SELECTION:
## Begin
The St. Regis Aspen Resort

Ideally located at the base of Aspen Mountain, the St. Regis Aspen Resort is a majestic destination in any season, mere steps from historic downtown attractions. Possibly one of the most ideally located Aspen luxury hotels on the list. St. Regis Aspen enjoys an enviable vantage point where guests can enjoy world-class skiing or stroll over to historic Aspen, where luxury boutiques and charming restaurants now await instead of the soot and grit of original Aspen or enjoy the  heated outdoor pool and hot tubs overlooking Billionaire’s Mountain. Stays from $580 a night to $2500

The Little Nell

Guests have called The Little Nell, “the Aspen of Aspen.” Indeed, with 20,000 bottles in its wine cellar and dedicated, specialist concierges in the lobby and on the mountain, the lot on which The Little Nell sits today has had quite a history over the past several hundred years: it was the summer hunting ground of the Ute Indians. A miners’ retreat during the boom, a grazing pasture for Aspen Dairy during the bust and in the 20th century, a skiers’ watering hole. Attracting a diverse international clientele, including celebrities, dignitaries, Fortune 500 magnates and political leaders, The Little Nell underwent a major renovation in 2009, In celebration of its 20th anniversary, at the hands of renowned interior designer, Holly Hunt. Stays from $790 a night to $4300

Visitors nicknamed it Billionaire’s Mountain, Aspen’s elite residents call it home

If you earn less than $150,000 per annum, you’re eligible for affordable housing, this means that Aspen’s resident doctors and lawyers qualify. Aspen is America’s fourth-most-expensive residential real-estate market, just behind Jupiter Island, Florida, and Montecito and Atherton, California. Aspen’s 1% live on Red Mountain, aptly nicknamed “Billionaire Mountain” in a 2012 article by former Forbes staff writer, Morgan Brennan, the mountain stands as a symbol of Aspen’s inane concentration of wealth, boasting record-breaking luxury real estate with selling for as much as $49 million, driven by massive square footage, and scenic views of downtown Aspen and of course, the all important snow-capped neighbouring mountains.
## End
STATED PROBLEM A: Quote the records starting with the line containing "uniform in the photo above." and continuing to the last line of the records, with both ends included.
The Aspen passage and the records that follow it come from unrelated sources.

[Object location annotation records]
## Begin
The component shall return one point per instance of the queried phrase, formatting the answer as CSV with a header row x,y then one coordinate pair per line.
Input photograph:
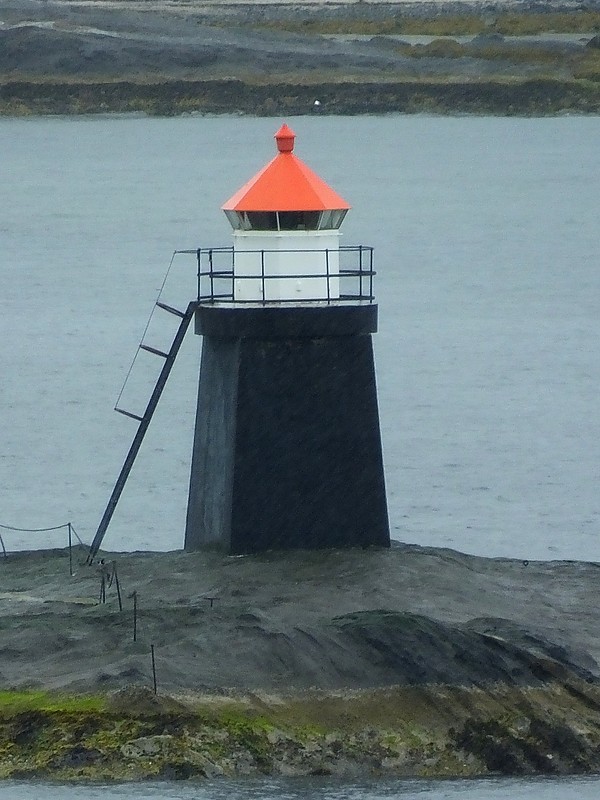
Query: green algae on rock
x,y
403,731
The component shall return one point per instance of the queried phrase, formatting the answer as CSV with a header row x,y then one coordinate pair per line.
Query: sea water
x,y
487,247
317,789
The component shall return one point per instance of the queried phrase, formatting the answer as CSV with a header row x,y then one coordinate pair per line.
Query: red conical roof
x,y
285,184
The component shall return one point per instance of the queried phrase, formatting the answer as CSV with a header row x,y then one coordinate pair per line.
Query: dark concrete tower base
x,y
287,448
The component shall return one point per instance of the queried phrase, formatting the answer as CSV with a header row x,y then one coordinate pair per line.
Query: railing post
x,y
199,262
360,272
212,277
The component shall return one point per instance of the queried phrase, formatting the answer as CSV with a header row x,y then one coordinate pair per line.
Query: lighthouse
x,y
287,446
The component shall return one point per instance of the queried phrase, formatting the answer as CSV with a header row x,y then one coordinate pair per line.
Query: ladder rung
x,y
153,350
128,414
171,310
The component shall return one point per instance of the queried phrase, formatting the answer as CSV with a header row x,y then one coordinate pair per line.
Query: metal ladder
x,y
144,420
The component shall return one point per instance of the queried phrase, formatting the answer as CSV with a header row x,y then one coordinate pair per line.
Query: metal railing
x,y
350,280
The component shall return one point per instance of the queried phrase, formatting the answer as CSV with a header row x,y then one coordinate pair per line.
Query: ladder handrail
x,y
141,431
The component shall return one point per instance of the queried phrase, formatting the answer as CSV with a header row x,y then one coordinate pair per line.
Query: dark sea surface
x,y
487,242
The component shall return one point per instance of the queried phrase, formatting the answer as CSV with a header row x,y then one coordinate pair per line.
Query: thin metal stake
x,y
134,595
153,667
70,551
117,584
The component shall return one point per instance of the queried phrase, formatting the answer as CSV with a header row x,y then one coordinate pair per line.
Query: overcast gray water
x,y
318,789
488,356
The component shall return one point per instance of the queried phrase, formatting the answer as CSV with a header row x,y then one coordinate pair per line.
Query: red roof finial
x,y
285,139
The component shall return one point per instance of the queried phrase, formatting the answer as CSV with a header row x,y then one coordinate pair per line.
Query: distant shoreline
x,y
168,58
536,97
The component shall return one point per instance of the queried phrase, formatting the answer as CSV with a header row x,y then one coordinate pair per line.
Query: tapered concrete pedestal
x,y
287,448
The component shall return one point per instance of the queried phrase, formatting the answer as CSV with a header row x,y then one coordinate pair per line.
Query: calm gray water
x,y
488,356
530,789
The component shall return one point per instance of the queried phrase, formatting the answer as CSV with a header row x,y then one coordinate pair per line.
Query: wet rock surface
x,y
330,619
408,661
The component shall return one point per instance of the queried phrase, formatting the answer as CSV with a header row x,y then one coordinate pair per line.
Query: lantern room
x,y
286,232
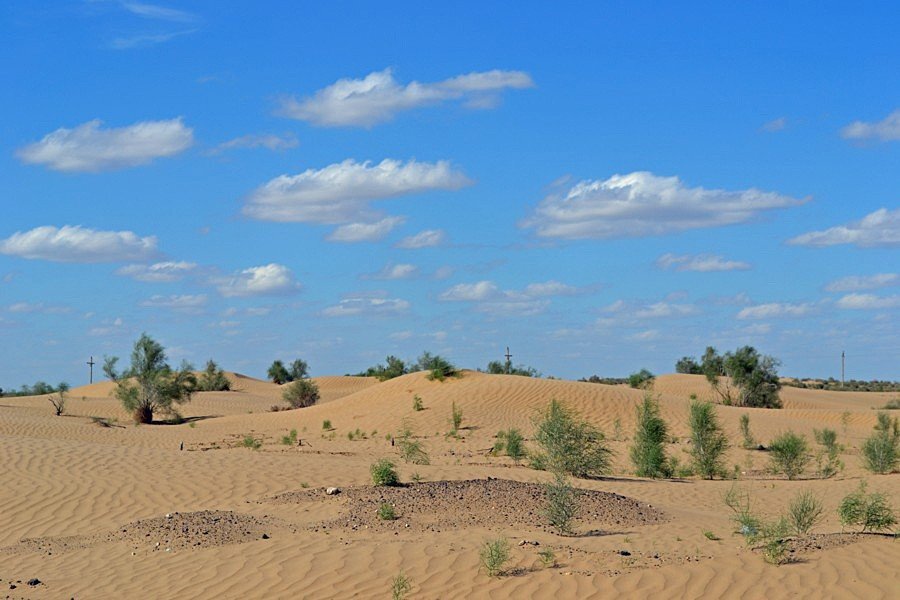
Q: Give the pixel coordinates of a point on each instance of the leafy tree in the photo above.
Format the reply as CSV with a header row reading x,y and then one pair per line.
x,y
648,454
150,384
213,379
570,444
708,441
278,373
688,365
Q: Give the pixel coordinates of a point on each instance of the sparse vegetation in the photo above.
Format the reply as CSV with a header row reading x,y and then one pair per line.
x,y
871,512
708,441
301,393
384,473
494,555
790,454
804,512
569,444
648,454
150,384
881,451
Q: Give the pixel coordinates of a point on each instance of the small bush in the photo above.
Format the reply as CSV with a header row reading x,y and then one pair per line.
x,y
400,586
871,512
570,444
790,454
560,504
386,512
494,555
301,393
804,512
881,451
648,453
384,472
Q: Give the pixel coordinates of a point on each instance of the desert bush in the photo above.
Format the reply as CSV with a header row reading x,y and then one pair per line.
x,y
150,384
494,555
384,472
560,504
213,379
569,443
804,512
386,512
648,454
400,586
301,393
881,451
708,441
871,512
790,454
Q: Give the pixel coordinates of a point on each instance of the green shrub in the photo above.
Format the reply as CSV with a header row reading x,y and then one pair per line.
x,y
560,504
494,555
569,444
804,512
384,472
708,441
881,451
790,454
386,512
648,454
871,512
301,393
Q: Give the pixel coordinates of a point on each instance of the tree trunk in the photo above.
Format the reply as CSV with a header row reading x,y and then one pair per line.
x,y
143,414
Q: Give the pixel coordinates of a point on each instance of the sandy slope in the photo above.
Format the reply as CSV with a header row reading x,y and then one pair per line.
x,y
68,476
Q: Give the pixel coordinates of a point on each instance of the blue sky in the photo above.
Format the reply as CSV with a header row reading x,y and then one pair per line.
x,y
600,187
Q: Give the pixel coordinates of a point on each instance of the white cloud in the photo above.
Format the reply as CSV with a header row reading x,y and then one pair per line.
x,y
350,307
88,148
378,97
774,310
880,228
855,283
424,239
642,204
394,272
365,232
275,143
267,280
700,262
73,243
340,193
888,129
184,303
161,272
868,301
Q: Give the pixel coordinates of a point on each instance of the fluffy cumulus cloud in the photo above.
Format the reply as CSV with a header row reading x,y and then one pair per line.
x,y
775,310
340,193
880,228
700,262
92,148
76,244
161,272
855,283
364,306
378,97
267,280
868,301
365,232
428,238
886,130
643,204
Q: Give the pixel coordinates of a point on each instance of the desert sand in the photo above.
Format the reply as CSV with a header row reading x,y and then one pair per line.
x,y
84,502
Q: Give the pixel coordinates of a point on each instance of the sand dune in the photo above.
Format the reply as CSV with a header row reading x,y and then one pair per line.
x,y
70,476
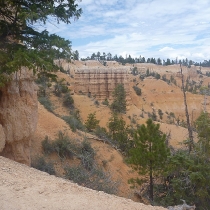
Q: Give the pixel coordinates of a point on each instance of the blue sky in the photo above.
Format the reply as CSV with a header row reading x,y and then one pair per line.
x,y
150,28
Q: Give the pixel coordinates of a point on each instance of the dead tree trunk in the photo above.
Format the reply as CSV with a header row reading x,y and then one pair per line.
x,y
190,132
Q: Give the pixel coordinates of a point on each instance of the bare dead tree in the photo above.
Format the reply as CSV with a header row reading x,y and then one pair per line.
x,y
189,127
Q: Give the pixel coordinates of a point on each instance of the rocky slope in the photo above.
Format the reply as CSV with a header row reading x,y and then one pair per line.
x,y
18,116
22,187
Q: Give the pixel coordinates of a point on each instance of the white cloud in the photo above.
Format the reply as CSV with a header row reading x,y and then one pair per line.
x,y
150,28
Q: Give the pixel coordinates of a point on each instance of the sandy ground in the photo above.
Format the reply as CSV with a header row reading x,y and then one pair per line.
x,y
22,187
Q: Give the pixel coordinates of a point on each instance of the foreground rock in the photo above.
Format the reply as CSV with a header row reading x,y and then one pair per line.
x,y
18,116
22,187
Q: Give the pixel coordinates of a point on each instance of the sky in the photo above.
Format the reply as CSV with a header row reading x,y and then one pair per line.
x,y
150,28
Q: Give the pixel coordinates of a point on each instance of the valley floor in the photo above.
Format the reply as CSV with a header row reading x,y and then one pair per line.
x,y
22,187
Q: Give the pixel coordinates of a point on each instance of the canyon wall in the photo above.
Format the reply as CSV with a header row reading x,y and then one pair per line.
x,y
18,116
100,83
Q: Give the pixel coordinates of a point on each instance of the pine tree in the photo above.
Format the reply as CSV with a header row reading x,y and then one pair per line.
x,y
149,153
22,43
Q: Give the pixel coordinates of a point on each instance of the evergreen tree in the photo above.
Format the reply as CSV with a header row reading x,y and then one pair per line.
x,y
203,130
22,44
91,122
119,99
76,55
149,153
119,132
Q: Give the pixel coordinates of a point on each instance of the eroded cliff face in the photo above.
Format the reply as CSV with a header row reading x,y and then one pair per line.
x,y
18,116
101,82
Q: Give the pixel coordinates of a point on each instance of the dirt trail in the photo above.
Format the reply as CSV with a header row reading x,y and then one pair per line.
x,y
22,187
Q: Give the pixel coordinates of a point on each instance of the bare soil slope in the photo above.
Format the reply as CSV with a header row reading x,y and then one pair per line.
x,y
22,187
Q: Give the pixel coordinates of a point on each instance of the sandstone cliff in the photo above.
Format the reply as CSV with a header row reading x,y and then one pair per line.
x,y
100,83
18,116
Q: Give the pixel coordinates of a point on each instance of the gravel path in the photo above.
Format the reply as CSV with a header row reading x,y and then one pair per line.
x,y
22,187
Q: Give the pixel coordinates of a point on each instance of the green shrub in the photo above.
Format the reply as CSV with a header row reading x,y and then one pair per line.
x,y
91,122
74,123
87,155
68,101
105,102
95,179
101,132
47,146
40,164
45,101
96,102
61,145
137,90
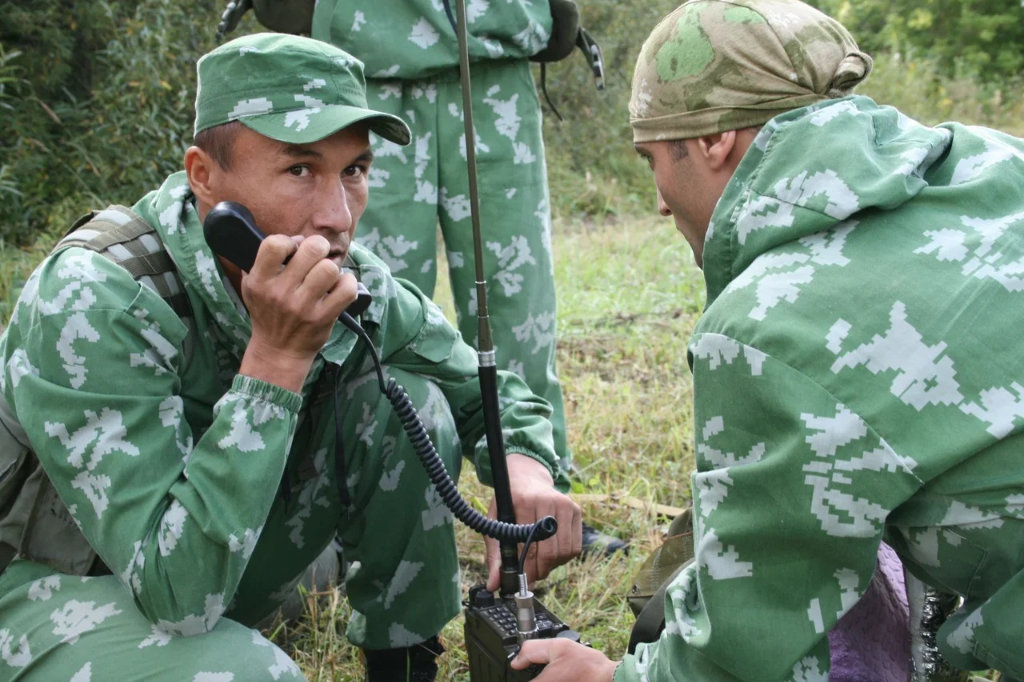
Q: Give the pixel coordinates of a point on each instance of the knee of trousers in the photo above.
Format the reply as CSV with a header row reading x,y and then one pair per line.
x,y
67,627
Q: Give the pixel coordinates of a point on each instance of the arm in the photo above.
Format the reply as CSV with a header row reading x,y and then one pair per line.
x,y
790,500
98,388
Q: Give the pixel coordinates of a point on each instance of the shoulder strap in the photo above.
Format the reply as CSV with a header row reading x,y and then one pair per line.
x,y
123,237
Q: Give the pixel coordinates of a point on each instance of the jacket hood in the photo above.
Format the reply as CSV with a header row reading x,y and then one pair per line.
x,y
811,169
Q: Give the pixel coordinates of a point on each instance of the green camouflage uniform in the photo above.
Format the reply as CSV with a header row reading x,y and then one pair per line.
x,y
206,494
411,55
855,379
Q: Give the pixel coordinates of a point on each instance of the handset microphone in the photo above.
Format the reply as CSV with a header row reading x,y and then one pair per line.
x,y
231,232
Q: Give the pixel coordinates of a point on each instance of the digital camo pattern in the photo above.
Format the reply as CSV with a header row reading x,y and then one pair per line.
x,y
102,636
420,37
289,88
725,65
417,187
855,377
207,494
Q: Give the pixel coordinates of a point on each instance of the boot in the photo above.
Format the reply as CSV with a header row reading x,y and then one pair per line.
x,y
412,664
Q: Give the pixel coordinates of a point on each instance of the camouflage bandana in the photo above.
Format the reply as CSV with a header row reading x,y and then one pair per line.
x,y
289,88
713,66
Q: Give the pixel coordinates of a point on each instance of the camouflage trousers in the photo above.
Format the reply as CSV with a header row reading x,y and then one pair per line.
x,y
398,540
426,184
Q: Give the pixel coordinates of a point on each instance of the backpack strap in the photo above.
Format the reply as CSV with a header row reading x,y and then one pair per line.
x,y
34,521
124,238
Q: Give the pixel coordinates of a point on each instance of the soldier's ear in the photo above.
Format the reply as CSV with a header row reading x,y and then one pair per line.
x,y
716,150
199,168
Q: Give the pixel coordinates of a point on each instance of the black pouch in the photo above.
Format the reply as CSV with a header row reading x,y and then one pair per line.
## End
STATED PROBLEM B: Rewrite the part of the Aspen passage that opens with the words containing "Visitors nicknamed it" and closes with "snow-capped neighbouring mountains.", replacing "Red Mountain" with "Smuggler Mountain".

FINISHED ANSWER A:
Q: Give the pixel coordinates of a point on each instance of the green camouflage uniform in the photo above.
Format the reply as CSV with a header row reading x,y and then one pair per line.
x,y
206,494
411,55
855,379
Q: Give the pixel coordinates of a point on each instance of the handset microphone in the photo above.
Format the reply as CSV with a header row reading x,y and then one pair per line.
x,y
231,232
Q: Give the pixel coordinates of a point on each instance of the digital camo pattern in the photo above.
Format the reply as CSV with a header row reading x,y and then one pair per line.
x,y
102,636
420,37
289,88
725,65
417,187
855,377
207,494
Q: Give the pixel coordinates of a point on each instance of the boot in the photo above.
Format the reply as CSV with a header row reading x,y and then one pair per line.
x,y
412,664
Q: Give the pixel coordinates of a point on each instance of the camouflage bandana in the photo above.
Format the reply as CSV with a header row reading x,y and then one pair per line.
x,y
289,88
713,66
Q: Give the pixel coordinates of a point on each instance of the camouflage trousers in the photo above.
Format the reply as CSV with a header row reading x,y and then one pair per line.
x,y
398,540
426,184
Q: Give the pixel coordinates of a point on each instance of the backpack strap in the photo above.
Format the reply as CSV with a header row reading x,y and then one pair per line.
x,y
34,521
124,238
Q: Give the pixel coordinates of a point on each instance of the soldier's ear in the photo above.
Format the reply as CSV with a header row reading x,y and then one pair per line.
x,y
716,150
199,168
Q: Give the pixel coordinates of a point on each instance of the black pouch in the photo above.
Format the reply as CSV with a header row reading x,y and then one pair per line.

FINISHED ANSWER B:
Visitors nicknamed it Billionaire’s Mountain, Aspen’s elite residents call it home

If you earn less than $150,000 per annum, you’re eligible for affordable housing, this means that Aspen’s resident doctors and lawyers qualify. Aspen is America’s fourth-most-expensive residential real-estate market, just behind Jupiter Island, Florida, and Montecito and Atherton, California. Aspen’s 1% live on Smuggler Mountain, aptly nicknamed “Billionaire Mountain” in a 2012 article by former Forbes staff writer, Morgan Brennan, the mountain stands as a symbol of Aspen’s inane concentration of wealth, boasting record-breaking luxury real estate with selling for as much as $49 million, driven by massive square footage, and scenic views of downtown Aspen and of course, the all important snow-capped neighbouring mountains.